Extrait de page:
====
Comment une telle loi protectrice d’un secteur a-t-elle pu être votée ?

Il y a tout d’abord la symbolique attachée au livre, son importance dans le domaine de la production et de la circulation des idées. Il fallait probablement recourir à un mode de défense, ou a minima de régulation, pour que la liberté de ce secteur soit préservée. D’autres filières de la vie économique sont protégées, le secteur du médicament par exemple. D’ailleurs, Jacques Chirac, à la veille de la campagne présidentielle de 1981, a été l’un des premiers à se prononcer pour un prix unique du livre.

40e anniversaire prix unique du livre

Quelles ont été les conséquences immédiates de l’entrée en vigueur de la loi pour votre librairie, « Ombres blanches » ?

La loi a fait revenir notre clientèle. La librairie a ouvert ses portes en septembre 1975 et la Fnac est arrivée à Toulouse en avril 1980. Nous avons immédiatement perdu 20% de notre activité, c’était très difficile, nous avons connu une forme de dépression, la librairie était jeune, elle n’avait pas encore la consistance qu’elle a aujourd’hui.

Après la promulgation de la loi, nous avons très vite remonté la pente, d’autant que Jérôme Lindon m’avait enjoint, du fait de notre commune appartenance à l’association pour le prix unique, de montrer que la jeune librairie croyait à cette loi. Quand nous avons fait notre premier agrandissement en mars 1982, nous avons triplé notre surface de vente, nous montrions ainsi par l’exemple, en développant notre activité et la diversité de notre offre, notre foi en l’avenir.

Iriez-vous jusqu’à dire que si la loi n’avait pas été votée, nous n’aurions plus aujourd’hui le maillage de librairies que nous connaissons, que le livre serait uniquement vendu par de grandes enseignes ou des plateformes ?
====
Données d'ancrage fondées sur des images
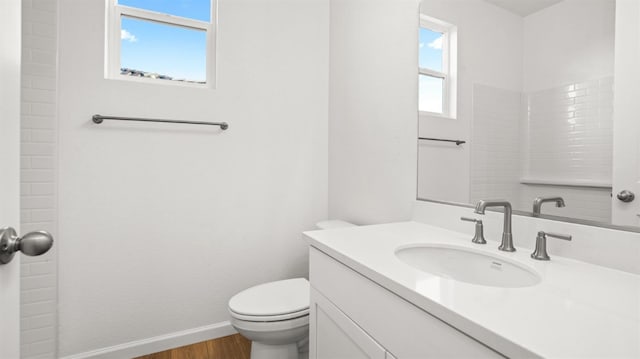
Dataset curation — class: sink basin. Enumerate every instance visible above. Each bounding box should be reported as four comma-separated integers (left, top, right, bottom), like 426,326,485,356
395,245,541,288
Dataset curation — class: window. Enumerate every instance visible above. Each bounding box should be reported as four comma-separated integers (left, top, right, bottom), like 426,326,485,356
105,0,216,87
418,15,456,118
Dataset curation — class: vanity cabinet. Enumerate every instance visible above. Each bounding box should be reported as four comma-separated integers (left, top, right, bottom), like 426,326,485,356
309,247,503,359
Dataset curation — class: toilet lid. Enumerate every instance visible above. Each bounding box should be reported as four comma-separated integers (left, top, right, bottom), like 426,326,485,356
229,278,310,317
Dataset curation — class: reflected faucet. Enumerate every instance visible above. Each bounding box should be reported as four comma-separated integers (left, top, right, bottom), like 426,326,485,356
474,200,516,252
533,197,564,217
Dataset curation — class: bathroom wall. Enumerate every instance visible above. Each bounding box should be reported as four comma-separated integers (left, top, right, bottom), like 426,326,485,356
469,85,526,208
20,0,61,358
329,0,418,224
521,0,615,222
418,0,523,203
59,0,330,358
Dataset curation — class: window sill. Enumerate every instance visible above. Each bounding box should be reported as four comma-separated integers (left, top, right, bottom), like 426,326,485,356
418,111,456,120
105,74,215,90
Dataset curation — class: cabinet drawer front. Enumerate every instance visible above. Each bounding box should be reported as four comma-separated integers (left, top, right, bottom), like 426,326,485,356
310,288,385,359
310,247,502,359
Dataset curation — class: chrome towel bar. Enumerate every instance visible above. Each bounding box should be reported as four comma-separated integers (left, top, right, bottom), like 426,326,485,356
91,115,229,131
418,137,467,146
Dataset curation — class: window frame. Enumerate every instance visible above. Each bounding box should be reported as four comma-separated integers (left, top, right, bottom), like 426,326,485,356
105,0,217,88
418,14,457,118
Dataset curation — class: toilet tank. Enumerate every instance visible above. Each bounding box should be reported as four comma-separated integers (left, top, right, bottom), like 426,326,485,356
316,219,356,229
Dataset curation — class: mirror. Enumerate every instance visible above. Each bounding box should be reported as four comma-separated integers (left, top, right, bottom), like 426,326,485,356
417,0,639,226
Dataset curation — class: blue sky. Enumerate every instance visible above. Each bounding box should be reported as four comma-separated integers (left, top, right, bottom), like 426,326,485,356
418,28,442,113
118,0,211,81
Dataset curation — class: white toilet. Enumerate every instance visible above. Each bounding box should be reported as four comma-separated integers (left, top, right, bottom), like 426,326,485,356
229,221,354,359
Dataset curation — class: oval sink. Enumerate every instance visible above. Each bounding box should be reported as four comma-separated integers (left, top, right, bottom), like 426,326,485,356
395,245,541,288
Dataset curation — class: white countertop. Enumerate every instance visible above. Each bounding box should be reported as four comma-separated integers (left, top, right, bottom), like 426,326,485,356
305,222,640,358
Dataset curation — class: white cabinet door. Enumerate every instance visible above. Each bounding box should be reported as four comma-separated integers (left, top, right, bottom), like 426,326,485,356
0,0,22,359
612,0,640,226
309,288,386,359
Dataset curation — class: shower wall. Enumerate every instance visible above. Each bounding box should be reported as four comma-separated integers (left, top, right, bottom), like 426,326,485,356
20,0,61,358
470,0,615,222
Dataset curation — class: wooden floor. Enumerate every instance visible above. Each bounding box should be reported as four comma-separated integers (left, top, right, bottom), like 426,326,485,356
136,334,251,359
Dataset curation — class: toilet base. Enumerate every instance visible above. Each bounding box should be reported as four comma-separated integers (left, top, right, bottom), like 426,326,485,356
251,342,298,359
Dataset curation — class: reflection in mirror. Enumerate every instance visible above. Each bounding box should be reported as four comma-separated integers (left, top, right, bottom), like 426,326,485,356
418,0,634,225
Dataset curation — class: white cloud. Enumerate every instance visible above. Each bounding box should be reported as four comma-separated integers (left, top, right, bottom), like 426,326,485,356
427,36,442,50
120,29,138,42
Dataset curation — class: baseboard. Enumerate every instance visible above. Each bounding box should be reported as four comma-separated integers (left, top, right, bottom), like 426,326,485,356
61,321,237,359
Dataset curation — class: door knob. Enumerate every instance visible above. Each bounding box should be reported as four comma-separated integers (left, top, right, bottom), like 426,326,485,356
0,227,53,264
616,189,636,203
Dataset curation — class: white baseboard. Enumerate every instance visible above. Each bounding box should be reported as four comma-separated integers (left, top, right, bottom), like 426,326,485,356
61,321,237,359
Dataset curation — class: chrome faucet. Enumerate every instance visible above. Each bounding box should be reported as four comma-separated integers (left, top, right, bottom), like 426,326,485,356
531,231,571,261
533,197,564,217
474,200,516,252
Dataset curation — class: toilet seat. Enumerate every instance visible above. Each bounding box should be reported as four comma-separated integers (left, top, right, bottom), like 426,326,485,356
229,278,310,322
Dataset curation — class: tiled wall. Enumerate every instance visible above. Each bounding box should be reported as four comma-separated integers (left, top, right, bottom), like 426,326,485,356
525,77,613,183
470,77,613,222
521,76,613,222
470,85,522,205
20,0,57,358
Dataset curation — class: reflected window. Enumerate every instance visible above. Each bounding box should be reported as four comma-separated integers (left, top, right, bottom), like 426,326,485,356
418,15,456,117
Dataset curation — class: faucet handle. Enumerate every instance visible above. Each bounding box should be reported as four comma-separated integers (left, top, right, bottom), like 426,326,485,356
460,217,482,223
531,231,572,261
460,217,487,244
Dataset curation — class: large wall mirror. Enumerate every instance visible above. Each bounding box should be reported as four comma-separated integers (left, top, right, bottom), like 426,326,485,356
417,0,640,226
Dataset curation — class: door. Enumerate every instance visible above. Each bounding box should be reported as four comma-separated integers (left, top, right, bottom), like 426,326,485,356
612,0,640,226
0,0,21,359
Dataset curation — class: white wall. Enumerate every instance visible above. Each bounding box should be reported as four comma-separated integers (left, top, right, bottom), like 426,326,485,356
418,0,523,203
20,0,60,358
58,0,328,356
329,0,418,224
523,0,615,92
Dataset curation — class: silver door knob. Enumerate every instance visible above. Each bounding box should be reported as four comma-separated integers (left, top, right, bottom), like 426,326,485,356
0,227,53,264
616,189,636,203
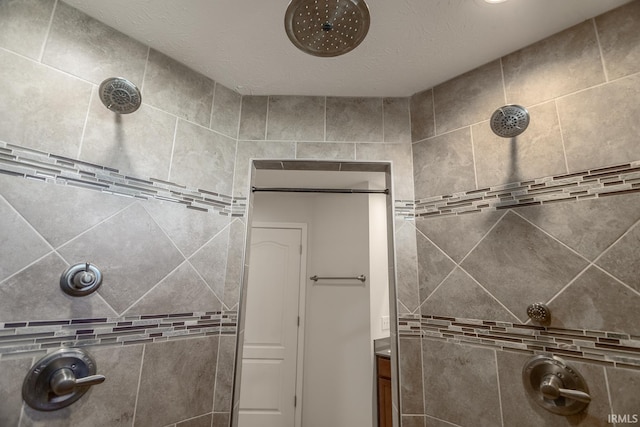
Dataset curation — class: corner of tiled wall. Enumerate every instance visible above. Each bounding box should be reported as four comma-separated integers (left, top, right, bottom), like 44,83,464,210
399,1,640,426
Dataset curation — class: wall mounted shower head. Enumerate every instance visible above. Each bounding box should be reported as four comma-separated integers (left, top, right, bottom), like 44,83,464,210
490,105,529,138
98,77,142,114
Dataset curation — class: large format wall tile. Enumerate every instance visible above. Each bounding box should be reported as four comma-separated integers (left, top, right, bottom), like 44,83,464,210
394,220,420,312
267,96,325,141
596,1,640,80
606,368,640,417
0,253,115,322
356,143,414,200
222,219,247,309
233,141,296,197
518,194,640,265
0,50,91,157
80,90,178,180
134,337,218,427
399,337,424,414
0,176,133,249
549,266,640,335
296,142,356,160
20,345,142,427
471,102,567,188
171,120,236,195
142,200,230,257
497,351,611,427
597,221,640,292
58,204,184,313
461,212,588,320
326,97,382,142
502,21,604,106
382,98,411,142
409,89,435,142
433,61,504,135
142,49,215,127
211,82,242,138
420,268,518,322
416,212,505,262
0,357,32,427
213,335,236,412
189,228,229,301
422,339,501,427
42,2,148,85
176,414,213,427
0,0,55,59
0,198,51,282
416,232,456,303
558,74,640,172
125,262,222,316
413,128,476,199
211,412,231,427
238,96,269,141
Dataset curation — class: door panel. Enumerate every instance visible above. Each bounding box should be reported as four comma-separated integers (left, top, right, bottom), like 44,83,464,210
238,227,302,427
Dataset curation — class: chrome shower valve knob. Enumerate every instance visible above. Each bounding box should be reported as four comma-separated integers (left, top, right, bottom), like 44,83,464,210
527,302,551,323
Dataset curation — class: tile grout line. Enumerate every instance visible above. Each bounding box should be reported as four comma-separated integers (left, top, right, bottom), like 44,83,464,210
140,46,151,93
264,95,271,141
553,99,569,174
602,366,617,427
469,126,480,190
209,80,218,129
499,57,509,105
37,0,58,64
167,116,180,181
131,344,147,427
430,87,438,137
591,18,609,82
493,349,504,427
76,81,95,160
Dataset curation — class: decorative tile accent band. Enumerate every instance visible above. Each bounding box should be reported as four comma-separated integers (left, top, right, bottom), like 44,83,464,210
415,161,640,218
398,314,640,370
0,142,247,217
0,141,414,219
0,311,238,360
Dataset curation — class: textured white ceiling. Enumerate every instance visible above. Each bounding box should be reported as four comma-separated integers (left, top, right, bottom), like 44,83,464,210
65,0,629,97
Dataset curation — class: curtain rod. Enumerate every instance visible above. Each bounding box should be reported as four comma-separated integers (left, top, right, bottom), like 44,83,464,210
251,187,389,194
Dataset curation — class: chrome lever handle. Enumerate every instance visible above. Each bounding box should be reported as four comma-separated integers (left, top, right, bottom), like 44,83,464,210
540,374,591,403
49,368,106,396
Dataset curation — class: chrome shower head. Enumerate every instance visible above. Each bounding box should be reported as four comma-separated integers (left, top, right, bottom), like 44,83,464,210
98,77,142,114
490,104,529,138
284,0,370,57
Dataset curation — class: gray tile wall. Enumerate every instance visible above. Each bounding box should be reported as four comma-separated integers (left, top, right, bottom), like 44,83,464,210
0,0,419,427
410,1,640,427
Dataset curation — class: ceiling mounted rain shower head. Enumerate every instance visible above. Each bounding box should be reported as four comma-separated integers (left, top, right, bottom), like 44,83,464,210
98,77,142,114
284,0,370,57
490,105,529,138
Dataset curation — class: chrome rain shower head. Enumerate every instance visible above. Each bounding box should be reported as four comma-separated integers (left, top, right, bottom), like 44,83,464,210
98,77,142,114
284,0,370,57
490,104,529,138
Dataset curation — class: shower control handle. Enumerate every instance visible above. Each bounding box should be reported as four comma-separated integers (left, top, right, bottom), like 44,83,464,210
540,374,591,403
49,368,105,396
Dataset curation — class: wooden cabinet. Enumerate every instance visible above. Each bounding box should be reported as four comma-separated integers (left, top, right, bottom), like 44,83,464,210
376,356,393,427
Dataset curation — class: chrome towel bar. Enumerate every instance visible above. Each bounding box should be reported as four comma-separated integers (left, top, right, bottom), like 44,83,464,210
309,274,367,283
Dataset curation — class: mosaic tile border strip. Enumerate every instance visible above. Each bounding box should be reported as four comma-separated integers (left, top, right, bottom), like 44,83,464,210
398,314,640,370
415,161,640,218
0,142,247,217
0,311,238,360
0,141,414,219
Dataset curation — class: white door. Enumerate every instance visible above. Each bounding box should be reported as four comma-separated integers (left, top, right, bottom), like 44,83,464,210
238,227,303,427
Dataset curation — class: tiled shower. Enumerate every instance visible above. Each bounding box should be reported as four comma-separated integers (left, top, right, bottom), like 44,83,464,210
0,0,640,427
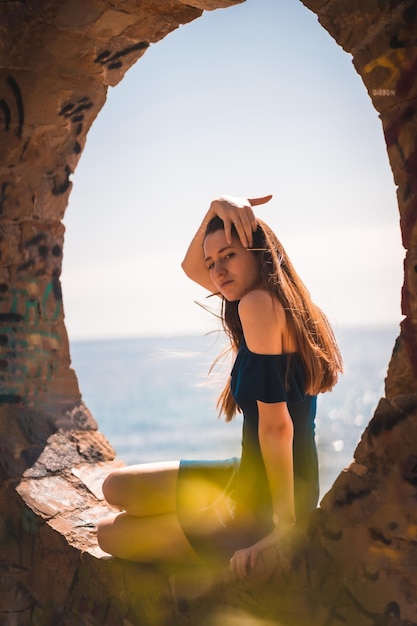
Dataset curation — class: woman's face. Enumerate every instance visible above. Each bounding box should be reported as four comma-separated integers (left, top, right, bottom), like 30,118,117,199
204,230,261,302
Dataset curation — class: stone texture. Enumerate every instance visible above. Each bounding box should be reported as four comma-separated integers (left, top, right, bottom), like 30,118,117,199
0,0,417,626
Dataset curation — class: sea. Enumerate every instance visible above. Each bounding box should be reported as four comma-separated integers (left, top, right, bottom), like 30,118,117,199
70,325,399,495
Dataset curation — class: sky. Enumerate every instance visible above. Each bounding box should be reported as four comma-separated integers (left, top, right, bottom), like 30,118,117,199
62,0,404,341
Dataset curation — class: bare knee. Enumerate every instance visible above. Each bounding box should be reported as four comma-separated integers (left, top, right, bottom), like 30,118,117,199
101,471,121,506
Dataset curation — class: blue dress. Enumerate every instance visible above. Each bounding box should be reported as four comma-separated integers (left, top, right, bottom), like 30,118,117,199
177,340,319,561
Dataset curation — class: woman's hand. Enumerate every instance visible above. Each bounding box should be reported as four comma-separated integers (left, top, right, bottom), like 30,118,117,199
210,195,272,248
230,528,282,580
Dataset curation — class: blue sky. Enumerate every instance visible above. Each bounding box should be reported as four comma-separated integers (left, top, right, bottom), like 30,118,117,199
62,0,403,340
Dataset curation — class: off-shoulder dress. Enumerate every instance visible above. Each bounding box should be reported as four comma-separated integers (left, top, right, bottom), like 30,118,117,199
177,339,319,561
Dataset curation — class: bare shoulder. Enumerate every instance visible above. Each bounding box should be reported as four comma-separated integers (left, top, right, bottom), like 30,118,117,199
239,289,286,354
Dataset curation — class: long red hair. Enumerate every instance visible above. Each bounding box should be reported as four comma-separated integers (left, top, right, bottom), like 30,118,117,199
206,217,343,421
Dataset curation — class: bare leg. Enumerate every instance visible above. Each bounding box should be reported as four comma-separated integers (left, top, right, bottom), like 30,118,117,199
103,461,179,516
97,461,199,563
98,513,201,563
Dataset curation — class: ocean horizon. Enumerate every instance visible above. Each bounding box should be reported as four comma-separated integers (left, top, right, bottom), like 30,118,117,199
70,325,399,495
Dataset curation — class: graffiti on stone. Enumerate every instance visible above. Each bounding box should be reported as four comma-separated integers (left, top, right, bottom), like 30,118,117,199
58,96,94,158
0,75,25,137
94,41,149,70
0,278,62,406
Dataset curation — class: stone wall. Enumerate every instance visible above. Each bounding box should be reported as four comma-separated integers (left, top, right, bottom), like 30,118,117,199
0,0,417,626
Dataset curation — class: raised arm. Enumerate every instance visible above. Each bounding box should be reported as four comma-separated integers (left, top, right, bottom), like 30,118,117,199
181,196,272,293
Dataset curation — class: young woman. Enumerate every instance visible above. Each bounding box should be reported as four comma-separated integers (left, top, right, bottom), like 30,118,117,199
98,196,342,578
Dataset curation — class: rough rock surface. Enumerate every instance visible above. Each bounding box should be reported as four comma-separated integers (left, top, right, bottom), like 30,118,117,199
0,0,417,626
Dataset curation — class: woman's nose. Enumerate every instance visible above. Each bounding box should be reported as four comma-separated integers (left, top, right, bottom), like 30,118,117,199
214,261,225,276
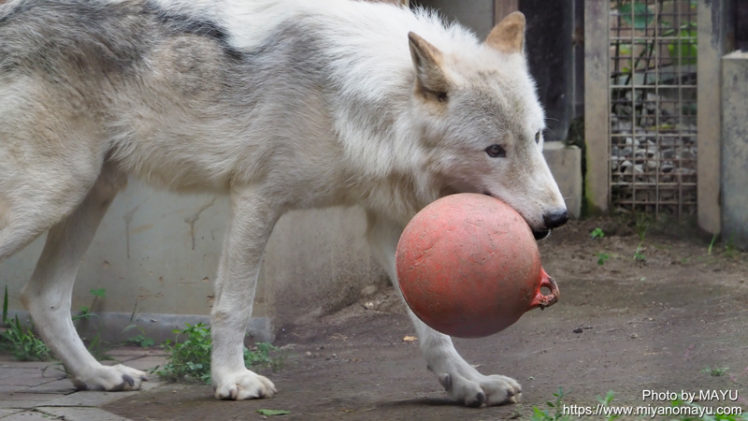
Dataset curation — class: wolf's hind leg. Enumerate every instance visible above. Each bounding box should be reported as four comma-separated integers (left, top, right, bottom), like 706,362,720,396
368,215,522,406
22,165,145,390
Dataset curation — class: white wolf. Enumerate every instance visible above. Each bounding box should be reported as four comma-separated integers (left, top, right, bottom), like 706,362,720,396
0,0,566,405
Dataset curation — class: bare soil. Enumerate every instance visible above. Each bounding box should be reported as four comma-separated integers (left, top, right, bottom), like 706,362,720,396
106,218,748,421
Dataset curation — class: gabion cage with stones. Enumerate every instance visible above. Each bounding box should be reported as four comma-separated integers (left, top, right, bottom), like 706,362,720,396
610,0,697,218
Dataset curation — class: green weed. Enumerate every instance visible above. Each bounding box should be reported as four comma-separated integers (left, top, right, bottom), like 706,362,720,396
530,387,573,421
702,366,730,377
590,227,605,238
154,323,277,383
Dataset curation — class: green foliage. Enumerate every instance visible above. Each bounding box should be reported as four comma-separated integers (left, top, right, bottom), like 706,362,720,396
618,0,654,29
590,227,605,238
597,390,619,421
703,366,730,377
155,323,277,383
0,314,52,361
530,387,573,421
670,399,748,421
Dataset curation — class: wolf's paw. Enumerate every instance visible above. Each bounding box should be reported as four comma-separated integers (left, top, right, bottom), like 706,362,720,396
439,373,522,407
72,364,148,391
213,369,276,400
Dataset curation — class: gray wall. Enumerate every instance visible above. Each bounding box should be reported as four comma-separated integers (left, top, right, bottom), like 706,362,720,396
0,143,581,339
720,51,748,249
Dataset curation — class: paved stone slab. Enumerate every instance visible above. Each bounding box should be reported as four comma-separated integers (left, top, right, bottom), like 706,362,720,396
34,407,130,421
126,356,166,370
0,391,60,409
0,411,62,421
44,391,139,406
0,408,22,418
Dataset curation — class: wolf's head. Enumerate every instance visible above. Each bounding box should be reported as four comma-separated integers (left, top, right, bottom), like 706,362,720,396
409,12,567,238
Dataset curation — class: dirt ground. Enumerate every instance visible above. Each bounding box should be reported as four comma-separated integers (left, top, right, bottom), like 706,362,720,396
106,218,748,421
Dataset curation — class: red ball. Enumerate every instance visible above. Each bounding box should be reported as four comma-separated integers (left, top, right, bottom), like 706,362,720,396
396,193,559,338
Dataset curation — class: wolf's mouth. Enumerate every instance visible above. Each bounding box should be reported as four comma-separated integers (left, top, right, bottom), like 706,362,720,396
483,190,551,240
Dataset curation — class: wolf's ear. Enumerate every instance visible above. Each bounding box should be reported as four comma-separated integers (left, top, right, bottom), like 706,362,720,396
486,12,525,53
408,32,448,102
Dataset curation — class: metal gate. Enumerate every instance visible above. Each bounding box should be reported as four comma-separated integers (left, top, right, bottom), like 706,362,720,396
608,0,697,219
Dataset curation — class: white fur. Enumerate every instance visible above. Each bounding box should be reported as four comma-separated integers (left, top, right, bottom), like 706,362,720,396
0,0,565,405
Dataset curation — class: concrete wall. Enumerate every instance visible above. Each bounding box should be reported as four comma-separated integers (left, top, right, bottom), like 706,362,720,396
0,142,581,339
720,51,748,249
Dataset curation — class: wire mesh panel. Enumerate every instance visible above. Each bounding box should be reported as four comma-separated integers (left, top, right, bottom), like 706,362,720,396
609,0,697,218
====
Activité: Poursuivez l'entretien sur le prix unique du livre à partir de sa dernière phrase. Le listing n'est d'aucune utilité pour ce travail.

Production attendue:
S’agissant du maillage, oui, c’est évident. Aujourd’hui, nous ne sommes pas loin de 40% d’activité réalisée par les librairies dites indépendantes. Ce maillage est quasiment unique au monde. On le doit à l’antériorité de la loi, à la spécificité de la société et de la géographie française, il faut comparer non seulement les économies de secteurs mais aussi les territoires. Il y a des maillages en Italie, mais ils n’ont pas cette consistance, ni cette variété française qui, grâce à l’action du ministère de la Culture et du Centre national du livre permet le maintien. Si cette loi n’avait pas existé, la Fnac serait très probablement majoritaire, les espaces culturels Leclerc seraient encore plus forts qu’ils ne sont, et il y aurait eu des propositions du type Cultura ou des regroupements avec des formes de réseau capitalisé. Pourtant, ce paysage serait presque marginal dans un marché où le nouvel arrivant Amazon finirait pas être très largement en position dominante. Il n’y a qu’à voir aux États-Unis et en Grande-Bretagne, le réseau commence à peine à renaître, peut-être d’ailleurs pour des raisons liées au besoin de commerce de proximité, donc de besoins sociaux.

À l’autre extrémité, c’est sur l’offre elle-même de livres que la loi rejaillit ?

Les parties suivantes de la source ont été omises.